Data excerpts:

* * * * * * * * *

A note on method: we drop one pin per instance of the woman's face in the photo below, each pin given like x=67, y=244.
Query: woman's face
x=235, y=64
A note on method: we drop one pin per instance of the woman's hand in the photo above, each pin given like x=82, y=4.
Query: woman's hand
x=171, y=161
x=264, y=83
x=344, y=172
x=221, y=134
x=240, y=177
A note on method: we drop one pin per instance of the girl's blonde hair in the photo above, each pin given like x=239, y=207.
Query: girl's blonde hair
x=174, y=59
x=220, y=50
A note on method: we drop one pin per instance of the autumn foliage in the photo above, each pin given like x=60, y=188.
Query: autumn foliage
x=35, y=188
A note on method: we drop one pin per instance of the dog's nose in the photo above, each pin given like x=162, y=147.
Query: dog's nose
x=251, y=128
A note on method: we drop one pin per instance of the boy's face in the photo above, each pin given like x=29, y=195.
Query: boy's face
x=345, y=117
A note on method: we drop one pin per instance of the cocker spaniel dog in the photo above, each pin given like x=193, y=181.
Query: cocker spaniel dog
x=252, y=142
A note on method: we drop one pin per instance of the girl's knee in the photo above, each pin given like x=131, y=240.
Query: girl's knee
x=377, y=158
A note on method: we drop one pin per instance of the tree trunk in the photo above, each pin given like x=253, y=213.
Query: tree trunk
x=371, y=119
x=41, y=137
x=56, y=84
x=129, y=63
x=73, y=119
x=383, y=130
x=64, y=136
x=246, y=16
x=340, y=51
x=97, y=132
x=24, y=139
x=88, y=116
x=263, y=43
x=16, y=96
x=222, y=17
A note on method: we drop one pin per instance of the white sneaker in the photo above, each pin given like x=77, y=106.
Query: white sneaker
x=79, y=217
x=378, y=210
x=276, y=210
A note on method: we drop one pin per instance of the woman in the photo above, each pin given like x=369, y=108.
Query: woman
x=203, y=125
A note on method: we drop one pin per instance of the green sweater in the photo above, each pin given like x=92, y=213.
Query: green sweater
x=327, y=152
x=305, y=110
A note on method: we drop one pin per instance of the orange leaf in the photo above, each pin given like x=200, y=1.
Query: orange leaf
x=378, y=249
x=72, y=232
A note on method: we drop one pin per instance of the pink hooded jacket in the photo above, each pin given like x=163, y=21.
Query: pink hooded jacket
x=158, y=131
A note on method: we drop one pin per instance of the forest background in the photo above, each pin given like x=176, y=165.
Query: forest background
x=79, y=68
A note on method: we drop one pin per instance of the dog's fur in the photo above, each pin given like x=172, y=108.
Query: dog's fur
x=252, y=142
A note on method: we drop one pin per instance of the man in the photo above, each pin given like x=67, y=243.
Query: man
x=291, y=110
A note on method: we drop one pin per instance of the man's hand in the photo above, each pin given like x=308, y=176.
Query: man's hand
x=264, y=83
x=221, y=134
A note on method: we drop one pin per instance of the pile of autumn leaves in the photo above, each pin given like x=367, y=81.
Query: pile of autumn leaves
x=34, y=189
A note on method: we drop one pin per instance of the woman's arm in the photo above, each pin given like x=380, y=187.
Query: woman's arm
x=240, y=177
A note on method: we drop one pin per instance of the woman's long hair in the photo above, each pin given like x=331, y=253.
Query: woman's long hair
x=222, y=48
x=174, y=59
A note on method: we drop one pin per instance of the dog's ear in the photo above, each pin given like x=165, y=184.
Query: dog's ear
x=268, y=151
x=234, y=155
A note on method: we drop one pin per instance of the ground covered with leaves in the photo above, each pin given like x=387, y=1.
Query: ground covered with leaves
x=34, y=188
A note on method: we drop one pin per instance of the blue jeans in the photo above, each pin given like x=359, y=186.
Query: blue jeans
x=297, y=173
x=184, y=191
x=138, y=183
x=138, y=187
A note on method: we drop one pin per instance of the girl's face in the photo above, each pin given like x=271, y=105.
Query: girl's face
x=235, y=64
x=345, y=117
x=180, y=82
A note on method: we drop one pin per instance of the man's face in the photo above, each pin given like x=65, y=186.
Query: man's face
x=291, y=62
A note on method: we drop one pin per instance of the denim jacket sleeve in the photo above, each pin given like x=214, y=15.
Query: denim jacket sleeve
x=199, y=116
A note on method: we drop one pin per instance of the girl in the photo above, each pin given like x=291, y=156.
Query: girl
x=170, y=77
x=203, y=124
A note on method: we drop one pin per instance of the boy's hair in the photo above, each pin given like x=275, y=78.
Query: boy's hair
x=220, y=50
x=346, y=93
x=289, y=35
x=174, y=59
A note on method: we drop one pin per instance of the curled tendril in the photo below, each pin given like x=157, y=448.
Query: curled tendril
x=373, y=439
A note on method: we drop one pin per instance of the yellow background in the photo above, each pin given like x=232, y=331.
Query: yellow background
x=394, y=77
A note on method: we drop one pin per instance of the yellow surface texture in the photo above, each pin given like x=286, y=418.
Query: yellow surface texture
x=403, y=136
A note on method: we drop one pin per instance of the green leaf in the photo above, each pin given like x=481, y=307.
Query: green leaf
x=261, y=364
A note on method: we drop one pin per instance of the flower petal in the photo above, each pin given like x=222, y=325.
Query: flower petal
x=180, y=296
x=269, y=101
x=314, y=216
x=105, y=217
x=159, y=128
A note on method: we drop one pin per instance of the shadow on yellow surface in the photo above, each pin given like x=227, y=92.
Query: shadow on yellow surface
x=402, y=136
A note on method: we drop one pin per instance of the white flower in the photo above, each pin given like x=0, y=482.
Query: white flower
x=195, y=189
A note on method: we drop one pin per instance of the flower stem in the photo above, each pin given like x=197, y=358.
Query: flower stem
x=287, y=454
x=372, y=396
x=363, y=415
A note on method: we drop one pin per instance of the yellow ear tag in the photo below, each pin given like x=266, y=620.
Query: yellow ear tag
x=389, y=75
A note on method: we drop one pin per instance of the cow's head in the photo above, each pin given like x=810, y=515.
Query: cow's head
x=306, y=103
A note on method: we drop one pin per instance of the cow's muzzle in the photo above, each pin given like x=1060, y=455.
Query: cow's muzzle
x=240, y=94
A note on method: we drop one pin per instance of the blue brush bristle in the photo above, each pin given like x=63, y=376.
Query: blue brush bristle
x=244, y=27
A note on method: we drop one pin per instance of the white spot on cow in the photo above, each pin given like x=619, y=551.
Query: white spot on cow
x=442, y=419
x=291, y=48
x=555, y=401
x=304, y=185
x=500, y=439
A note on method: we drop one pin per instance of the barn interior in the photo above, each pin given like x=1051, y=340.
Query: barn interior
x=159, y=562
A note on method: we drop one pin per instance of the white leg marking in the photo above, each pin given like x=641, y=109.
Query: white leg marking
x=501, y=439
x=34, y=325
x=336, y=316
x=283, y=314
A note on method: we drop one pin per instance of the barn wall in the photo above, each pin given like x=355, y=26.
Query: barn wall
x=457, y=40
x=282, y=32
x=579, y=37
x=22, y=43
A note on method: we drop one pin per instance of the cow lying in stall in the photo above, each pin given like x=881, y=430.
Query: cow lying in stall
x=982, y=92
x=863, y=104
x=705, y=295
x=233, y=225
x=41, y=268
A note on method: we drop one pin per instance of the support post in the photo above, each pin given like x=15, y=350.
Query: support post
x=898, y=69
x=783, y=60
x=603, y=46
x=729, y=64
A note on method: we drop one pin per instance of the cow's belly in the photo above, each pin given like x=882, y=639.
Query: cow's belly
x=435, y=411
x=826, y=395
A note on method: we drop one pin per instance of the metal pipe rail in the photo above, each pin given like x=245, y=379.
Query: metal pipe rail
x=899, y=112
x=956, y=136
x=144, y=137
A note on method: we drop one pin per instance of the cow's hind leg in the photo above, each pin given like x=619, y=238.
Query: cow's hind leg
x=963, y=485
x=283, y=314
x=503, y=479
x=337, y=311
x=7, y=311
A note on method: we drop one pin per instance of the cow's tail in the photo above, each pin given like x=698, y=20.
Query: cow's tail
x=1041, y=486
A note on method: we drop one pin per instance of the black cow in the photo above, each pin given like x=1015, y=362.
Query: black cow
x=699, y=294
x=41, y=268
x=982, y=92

* * * * * * * * *

_DIRECTIONS FOR THIS TASK_: Would you retype exactly the lines above, from the line with "Query: woman's arm" to the line with "like x=275, y=78.", with both end lines kept and nothing more?

_EXPECTED OUTPUT_:
Query: woman's arm
x=240, y=177
A note on method: we drop one pin per instance of the woman's long hair in the photo above, each pin given like x=331, y=253.
Query: woman's long hair
x=222, y=48
x=174, y=59
A note on method: we drop one pin per instance of the dog's ear in the photo above, each pin given like x=165, y=184.
Query: dog's ear
x=268, y=151
x=234, y=155
A note on method: we drop one pin per instance of the ground covered with leaves in the photo above, each pin given like x=387, y=1.
Query: ground covered with leaves
x=34, y=188
A note on method: we drop one pin per instance of the blue jeans in the photo above, each pin given like x=359, y=186.
Query: blue jeans
x=297, y=173
x=184, y=191
x=138, y=183
x=138, y=187
A note on method: we drop one pin per instance of the girl's face in the photo above, each pin given like x=271, y=105.
Query: girl's face
x=235, y=64
x=345, y=117
x=180, y=82
A note on method: we drop one pin per instance of the man's face in the photo above, each pin given like x=65, y=186.
Query: man's face
x=291, y=62
A note on method: we drop one pin per instance of the denim jacket sleeve in the photo above, each pin given like x=214, y=15.
Query: denim jacket sleeve
x=199, y=116
A note on method: we drop one pin per instance of the girl in the photo above, each pin given like x=291, y=156.
Query: girl
x=170, y=77
x=203, y=124
A note on method: we drop one pin per instance of the boy's hair in the photo above, each pin given like x=275, y=78.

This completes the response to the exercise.